Analytical information on COVID-19 cases from states and territories and the Commonwealth Department of Health National Notifiable Disease Surveillance System (NNDSS) has been combined with information from the NDI, Medicare Benefits Schedule (MBS) and Pharmaceutical Benefits Scheme (PBS, including Repatriation Schedule of Pharmaceutical Benefits (RPBS) information), the National Hospitals Morbidity Database (NHMD), the National Non-Admitted Patient Emergency Department Care Database (NNAPEDCD), the National Aged Care Data Clearinghouse (NACDC) and the AIR to create a de-identified linked research data set. Figure 1 outlines the linkage processes for the current project.

The AIHW data linkage protocols prescribe strict separation of identifiers and analytical data within the AIHW linkage team, so that where staff have access to personal identifiers and analytical data for study participants, they will not have access to the identifiers and analytical data at the same time for the duration of the project.

++++++

§ Required work:
[a] In the COVID-19 data linkage passage, what does Figure 1 outline?
[b] Continue the COVID-19 data linkage passage from the point where it stops.

++++++

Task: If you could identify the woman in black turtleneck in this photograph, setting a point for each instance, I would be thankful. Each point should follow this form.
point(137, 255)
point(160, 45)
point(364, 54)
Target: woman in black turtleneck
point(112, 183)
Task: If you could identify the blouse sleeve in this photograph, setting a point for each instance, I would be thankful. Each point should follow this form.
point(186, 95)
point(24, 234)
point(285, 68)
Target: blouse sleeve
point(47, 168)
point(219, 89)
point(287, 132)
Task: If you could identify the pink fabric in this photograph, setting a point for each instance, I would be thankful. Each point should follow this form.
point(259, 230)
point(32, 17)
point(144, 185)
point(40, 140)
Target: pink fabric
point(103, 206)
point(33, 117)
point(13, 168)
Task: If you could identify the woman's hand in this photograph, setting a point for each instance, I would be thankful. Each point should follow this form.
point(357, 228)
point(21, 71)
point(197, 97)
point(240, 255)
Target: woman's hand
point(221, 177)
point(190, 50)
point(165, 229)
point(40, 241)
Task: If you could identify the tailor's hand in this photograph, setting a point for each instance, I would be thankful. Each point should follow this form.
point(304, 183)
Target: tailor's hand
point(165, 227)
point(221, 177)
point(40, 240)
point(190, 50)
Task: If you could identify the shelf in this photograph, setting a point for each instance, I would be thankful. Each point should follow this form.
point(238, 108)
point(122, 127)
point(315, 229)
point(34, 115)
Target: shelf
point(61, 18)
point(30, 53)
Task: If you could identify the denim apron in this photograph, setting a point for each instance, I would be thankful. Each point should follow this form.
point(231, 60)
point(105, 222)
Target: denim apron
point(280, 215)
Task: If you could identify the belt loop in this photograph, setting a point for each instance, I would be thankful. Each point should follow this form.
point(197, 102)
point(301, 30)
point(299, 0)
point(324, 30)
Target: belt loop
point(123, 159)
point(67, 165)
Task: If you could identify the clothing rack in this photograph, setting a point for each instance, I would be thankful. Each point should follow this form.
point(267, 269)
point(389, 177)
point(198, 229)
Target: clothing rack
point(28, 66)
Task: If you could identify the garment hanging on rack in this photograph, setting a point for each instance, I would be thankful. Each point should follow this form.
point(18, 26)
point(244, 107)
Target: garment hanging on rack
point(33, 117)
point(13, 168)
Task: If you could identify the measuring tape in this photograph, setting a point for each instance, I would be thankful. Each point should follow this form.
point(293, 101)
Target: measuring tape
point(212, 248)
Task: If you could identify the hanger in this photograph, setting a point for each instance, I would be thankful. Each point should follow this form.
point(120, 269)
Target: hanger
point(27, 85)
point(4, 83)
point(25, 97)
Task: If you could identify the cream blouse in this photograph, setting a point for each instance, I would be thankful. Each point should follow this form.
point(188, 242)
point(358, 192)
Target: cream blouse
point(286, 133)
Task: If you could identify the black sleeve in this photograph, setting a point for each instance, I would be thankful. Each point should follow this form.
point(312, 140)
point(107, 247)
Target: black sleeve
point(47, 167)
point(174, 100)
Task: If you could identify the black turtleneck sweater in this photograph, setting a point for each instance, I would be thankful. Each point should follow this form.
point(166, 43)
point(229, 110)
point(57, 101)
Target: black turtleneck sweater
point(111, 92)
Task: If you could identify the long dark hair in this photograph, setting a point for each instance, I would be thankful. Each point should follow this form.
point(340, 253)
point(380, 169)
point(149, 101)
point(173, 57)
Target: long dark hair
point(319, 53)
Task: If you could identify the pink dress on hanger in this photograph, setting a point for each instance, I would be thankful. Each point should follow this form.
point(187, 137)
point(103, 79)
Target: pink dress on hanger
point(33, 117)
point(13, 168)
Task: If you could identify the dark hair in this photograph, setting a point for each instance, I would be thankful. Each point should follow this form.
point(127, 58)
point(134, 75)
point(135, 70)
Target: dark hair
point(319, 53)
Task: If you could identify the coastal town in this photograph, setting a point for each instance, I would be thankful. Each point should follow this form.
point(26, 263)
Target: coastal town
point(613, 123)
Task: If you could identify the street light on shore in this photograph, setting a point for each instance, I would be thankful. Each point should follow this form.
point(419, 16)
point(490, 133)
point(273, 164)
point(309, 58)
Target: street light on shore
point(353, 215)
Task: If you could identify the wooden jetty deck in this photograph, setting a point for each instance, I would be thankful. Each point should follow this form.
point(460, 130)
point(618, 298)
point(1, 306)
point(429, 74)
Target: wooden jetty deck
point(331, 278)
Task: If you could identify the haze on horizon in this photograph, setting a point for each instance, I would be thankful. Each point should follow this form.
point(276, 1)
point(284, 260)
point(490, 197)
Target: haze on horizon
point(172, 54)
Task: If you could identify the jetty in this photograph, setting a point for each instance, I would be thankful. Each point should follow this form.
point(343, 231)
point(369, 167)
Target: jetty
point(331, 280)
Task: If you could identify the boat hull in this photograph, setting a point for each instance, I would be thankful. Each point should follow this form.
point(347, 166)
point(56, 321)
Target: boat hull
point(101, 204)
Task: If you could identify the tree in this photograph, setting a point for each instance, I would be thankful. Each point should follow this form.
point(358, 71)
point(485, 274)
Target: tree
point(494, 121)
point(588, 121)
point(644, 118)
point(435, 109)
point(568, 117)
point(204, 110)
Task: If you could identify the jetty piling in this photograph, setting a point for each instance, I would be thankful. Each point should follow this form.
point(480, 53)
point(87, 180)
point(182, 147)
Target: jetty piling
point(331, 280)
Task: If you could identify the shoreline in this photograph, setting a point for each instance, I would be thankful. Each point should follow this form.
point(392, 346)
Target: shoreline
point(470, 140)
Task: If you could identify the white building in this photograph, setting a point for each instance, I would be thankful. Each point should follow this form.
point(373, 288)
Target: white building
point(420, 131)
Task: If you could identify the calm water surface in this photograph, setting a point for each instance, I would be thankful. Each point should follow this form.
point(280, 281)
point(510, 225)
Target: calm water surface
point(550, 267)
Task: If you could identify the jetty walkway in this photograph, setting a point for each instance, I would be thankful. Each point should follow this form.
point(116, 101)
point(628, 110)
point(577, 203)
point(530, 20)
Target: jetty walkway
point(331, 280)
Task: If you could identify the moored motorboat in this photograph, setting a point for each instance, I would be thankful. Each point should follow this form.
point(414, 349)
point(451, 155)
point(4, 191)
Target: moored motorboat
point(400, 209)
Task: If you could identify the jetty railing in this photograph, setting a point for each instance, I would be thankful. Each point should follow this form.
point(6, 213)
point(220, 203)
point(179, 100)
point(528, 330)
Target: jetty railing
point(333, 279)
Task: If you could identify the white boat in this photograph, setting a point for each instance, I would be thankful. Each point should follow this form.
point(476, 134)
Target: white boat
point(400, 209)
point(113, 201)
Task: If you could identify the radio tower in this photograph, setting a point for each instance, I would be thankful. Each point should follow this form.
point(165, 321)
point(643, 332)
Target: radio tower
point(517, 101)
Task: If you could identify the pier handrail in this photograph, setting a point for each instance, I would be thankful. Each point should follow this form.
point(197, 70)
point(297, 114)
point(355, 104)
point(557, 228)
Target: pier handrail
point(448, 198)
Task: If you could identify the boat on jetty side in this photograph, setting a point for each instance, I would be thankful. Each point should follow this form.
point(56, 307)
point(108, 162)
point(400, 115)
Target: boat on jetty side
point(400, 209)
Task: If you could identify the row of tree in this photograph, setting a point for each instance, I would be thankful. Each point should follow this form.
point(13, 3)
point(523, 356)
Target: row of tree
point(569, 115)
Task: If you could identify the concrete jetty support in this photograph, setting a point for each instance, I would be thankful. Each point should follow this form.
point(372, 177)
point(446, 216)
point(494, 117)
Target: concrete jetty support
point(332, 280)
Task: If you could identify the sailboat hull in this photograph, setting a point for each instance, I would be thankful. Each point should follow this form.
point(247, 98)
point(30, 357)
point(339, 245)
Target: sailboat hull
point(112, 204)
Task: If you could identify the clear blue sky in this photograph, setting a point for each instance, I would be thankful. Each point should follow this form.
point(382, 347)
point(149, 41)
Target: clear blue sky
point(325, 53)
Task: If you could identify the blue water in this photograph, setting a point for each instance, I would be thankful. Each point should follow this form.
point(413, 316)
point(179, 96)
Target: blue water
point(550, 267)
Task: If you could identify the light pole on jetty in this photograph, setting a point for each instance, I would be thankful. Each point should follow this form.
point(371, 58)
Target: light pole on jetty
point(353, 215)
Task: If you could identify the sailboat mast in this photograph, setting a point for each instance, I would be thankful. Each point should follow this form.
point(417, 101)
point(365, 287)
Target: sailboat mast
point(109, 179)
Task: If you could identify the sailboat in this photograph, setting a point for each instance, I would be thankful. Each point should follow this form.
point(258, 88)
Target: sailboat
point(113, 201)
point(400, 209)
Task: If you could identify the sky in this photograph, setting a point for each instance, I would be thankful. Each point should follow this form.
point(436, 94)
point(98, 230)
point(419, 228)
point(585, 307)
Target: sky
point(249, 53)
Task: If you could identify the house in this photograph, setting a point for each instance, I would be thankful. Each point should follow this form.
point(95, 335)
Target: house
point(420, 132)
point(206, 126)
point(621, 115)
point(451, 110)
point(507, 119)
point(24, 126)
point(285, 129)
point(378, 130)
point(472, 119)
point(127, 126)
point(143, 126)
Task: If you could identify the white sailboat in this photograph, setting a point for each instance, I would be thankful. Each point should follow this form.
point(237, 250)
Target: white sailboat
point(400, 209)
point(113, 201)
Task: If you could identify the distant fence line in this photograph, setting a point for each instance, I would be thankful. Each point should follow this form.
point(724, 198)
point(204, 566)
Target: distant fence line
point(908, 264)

++++++

§ Answer section:
[a] The linkage processes for the current project.

[b]
Figure 1. COVID-19 linked data flow

The figure shows the flow of data to be linked in the project. Two boxes, one from the States and territories and the other from the Department of Health are pointing to AIHW, showing the flow of COVID-19 case information, and content information from the NNDSS respectively. Subsequent boxes show how each of the datasets is added on to create a de-identified linked data, stored in a secure access environment. A feedback loop shows linked deaths data being returned to the jurisdictions after linkage.

How often will the data be updated?

The project aims to re-link information periodically to identify additional deaths, and to update data where available. Australian Bureau of Statistics (ABS) coded cause of death information will be incorporated as it becomes available.

How are linked data being returned to states and territories?

After both the initial and re-linkages, date of death and cause of death information from the NDI will be released to the states and territories that provided the original notifiable disease data, for incorporation into their local notifiable disease systems. The aim of this is to improve NNDSS data completeness and utility, in a nationally consistent way, and add to the research potential of both the state and territory collections and the NNDSS.

What data sets are included?

Data sets available as of December 2022 are listed in Figure 2 below. Future iterations of the project will look to add additional sources of information.

Figure 2: Figure 2: COVID-19 linked datasets available as of March 2023

State/territory notifiable diseases data: COVID-19 cases

Medicare Benefits Schedule (MBS)

Medicare Consumer Directory (MCD)

Pharmaceutical Benefits Scheme (PBS)

National Notifiable Disease Surveillance System (NNDSS)

National Hospital Morbidity Database: admitted patient care data (NHMD)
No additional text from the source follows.